El autor del libro Ética para Amador me cuenta que evita “trabajar” porque prefiere dedicarse a sus dos grandes pasiones: la escritura y las carreras de caballos.
Tenía cuatro años y su padre lo llevaba casi todos los domingos al hipódromo de San Sebastián. “Desde entonces, la hípica es la caprichosa obsesión de mi vida”. Para él, “caballo y jinete son la combinación perfecta”. Desde hace casi 40 años va con su hermano José Antonio al derby de Epsom, Inglaterra, quizá la competencia más importante de este deporte. “Sigo yendo al hipódromo porque el eje central de mi vida siguen siendo las carreras de caballos. Ahora bien, apuesto poco, ¿eh? Apostar forma parte del ritual de las carreas. Pero apuesto poco porque si no, no veo la carrera. Y a mí me gusta mucho verlas. Ahora, en youtube, me veo carreras de todo el mundo y las disfruto mucho. Pero cuando voy al hipódromo, parte de estar ahí es apostar”.

- [FILAS DE DATOS]:
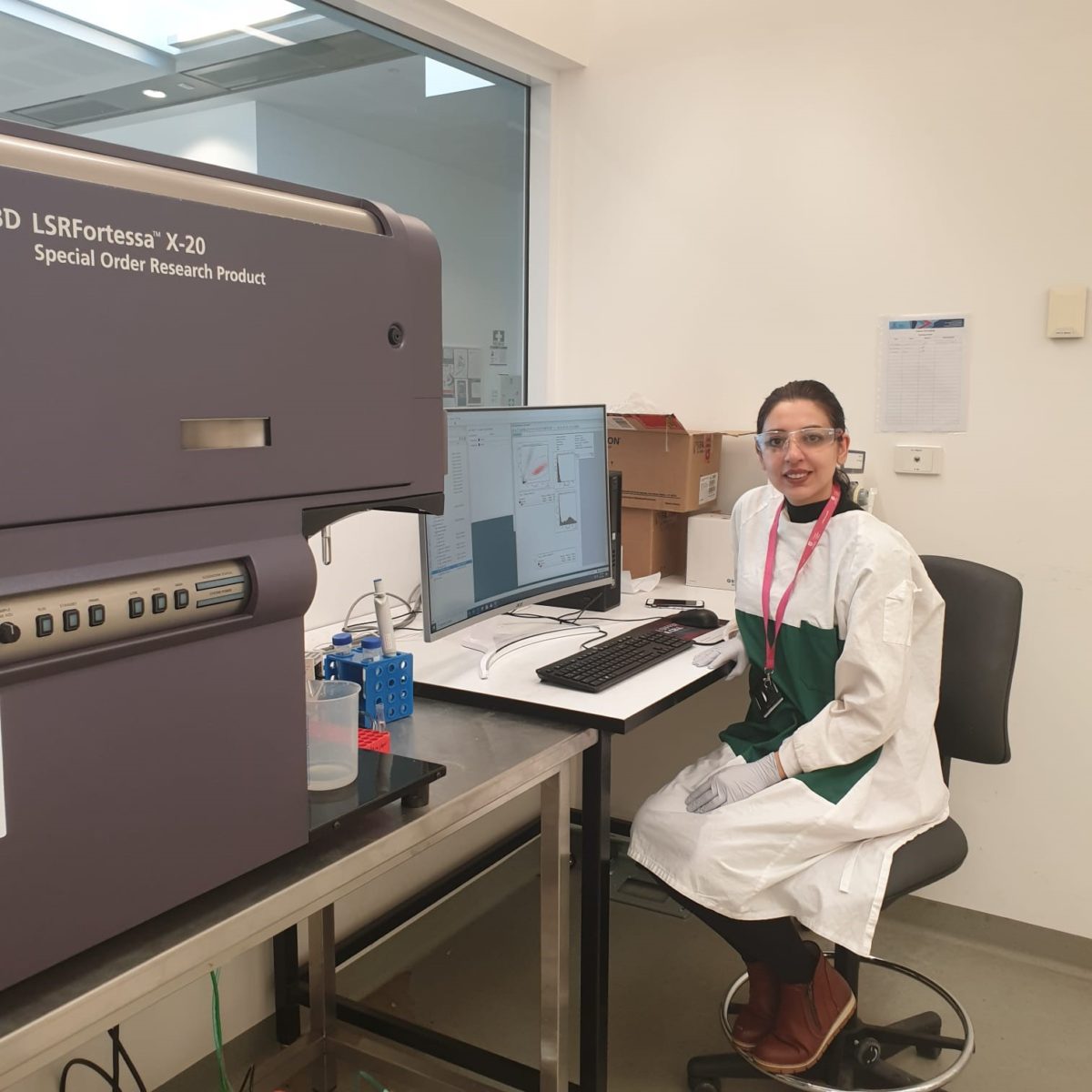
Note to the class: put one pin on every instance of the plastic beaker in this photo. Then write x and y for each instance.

* * *

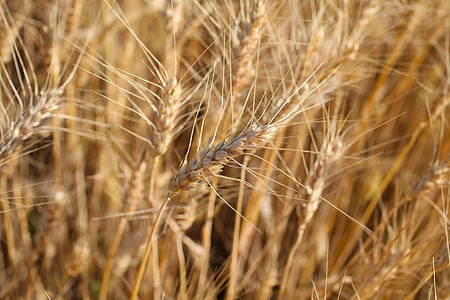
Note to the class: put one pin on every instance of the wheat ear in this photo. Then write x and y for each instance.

- [EJERCICIOS]:
(a) ¿Puedes reproducir del texto sobre la hípica todo lo que va desde "El autor del" hasta "y las carreras de caballos.", sin cambiar nada?
(b) ¿Puedes retomar el texto sobre la hípica y seguir escribiéndolo a partir de donde se detiene?

- [RESPUESTAS EN ORDEN]:
(a)
El autor del libro Ética para Amador me cuenta que evita “trabajar” porque prefiere dedicarse a sus dos grandes pasiones: la escritura y las carreras de caballos.

(b)
Ahora que es un “jubilao jubiloso” quiere apostar, en lo que se refiere a la escritura, más por la ficción que por el ensayo. “Yo siempre he tenido el sueño de escribir ficción. Y ahora puedo cumplir ese sueño. Me lo debo. Quisiera escribir otra novela. Pero espérate, ahora hay que vender esta. Y en los tiempos que corren es muy difícil. Es que presentar un libro de ensayo es relativamente fácil. Uno simplemente dice: yo lo que trato de defender es esta postura o esta tesis y la argumento. Pero una novela… nunca falta el que llega y te dice: “¿de qué trata?”. Pues, hombre, léala usted. Porque es casi imposible resumirla. La gracia es cómo se cuenta. Si resumes La montaña mágica de Thomas Mann diciendo que es la historia de un señor que fue a ver a un amigo a un sanatorio de tuberculosos y se quedó ahí, pues… claro, dicho así tiene poca gracia. Tienes que leer la novela. Además, ya lo ves en este momento: me cuesta mucho explicar lo que es una novela y, sobre todo, contestar a preguntas sobre los personajes de la novela. Pero me hacen ilusión estos retos”.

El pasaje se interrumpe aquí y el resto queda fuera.